### Problem to solve
Collect all lines from the listing that include the string "each".

═══ Provided data

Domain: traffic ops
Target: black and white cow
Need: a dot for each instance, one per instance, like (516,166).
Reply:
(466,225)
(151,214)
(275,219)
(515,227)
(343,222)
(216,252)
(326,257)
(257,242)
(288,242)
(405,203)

══════
═══ Provided data

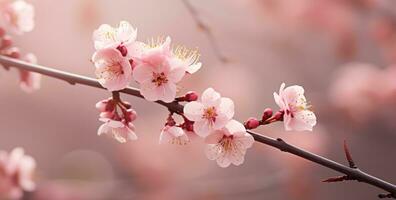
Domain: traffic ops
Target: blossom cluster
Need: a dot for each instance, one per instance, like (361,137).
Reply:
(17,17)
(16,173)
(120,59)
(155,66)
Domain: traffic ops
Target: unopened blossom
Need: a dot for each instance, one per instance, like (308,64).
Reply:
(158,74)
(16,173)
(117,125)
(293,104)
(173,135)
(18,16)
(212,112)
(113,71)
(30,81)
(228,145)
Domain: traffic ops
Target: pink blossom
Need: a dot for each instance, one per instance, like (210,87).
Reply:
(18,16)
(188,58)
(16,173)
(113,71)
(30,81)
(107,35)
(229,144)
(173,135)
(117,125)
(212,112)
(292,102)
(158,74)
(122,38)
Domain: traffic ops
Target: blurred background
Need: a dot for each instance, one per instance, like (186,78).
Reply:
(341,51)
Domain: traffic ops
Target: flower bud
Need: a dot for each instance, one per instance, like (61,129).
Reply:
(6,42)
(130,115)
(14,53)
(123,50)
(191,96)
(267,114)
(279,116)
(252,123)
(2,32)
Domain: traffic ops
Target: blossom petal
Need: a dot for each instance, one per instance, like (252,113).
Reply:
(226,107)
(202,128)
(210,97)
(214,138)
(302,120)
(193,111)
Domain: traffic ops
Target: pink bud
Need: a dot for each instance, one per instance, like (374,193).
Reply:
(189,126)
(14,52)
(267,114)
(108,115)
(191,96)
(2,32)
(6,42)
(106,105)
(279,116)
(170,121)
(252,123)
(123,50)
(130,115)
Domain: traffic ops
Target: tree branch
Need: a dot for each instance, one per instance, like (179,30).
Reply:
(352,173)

══════

### Exercise response
Need: a dot for each instance, one per instance, like (516,166).
Need: a dot for each instance, one per instance, like (361,137).
Need: a dot for each instance, one per instance, like (308,64).
Need: a dot for each instance, one per instance, like (210,87).
Need: a dot for each instance, one per instance, like (186,78).
Need: a dot for each instance, one per instance, like (61,129).
Need: a dot for each instance, one per instance, like (252,113).
Need: a dot for each instance, one per instance, like (374,193).
Need: a dot for each instance, one per instance, like (179,30).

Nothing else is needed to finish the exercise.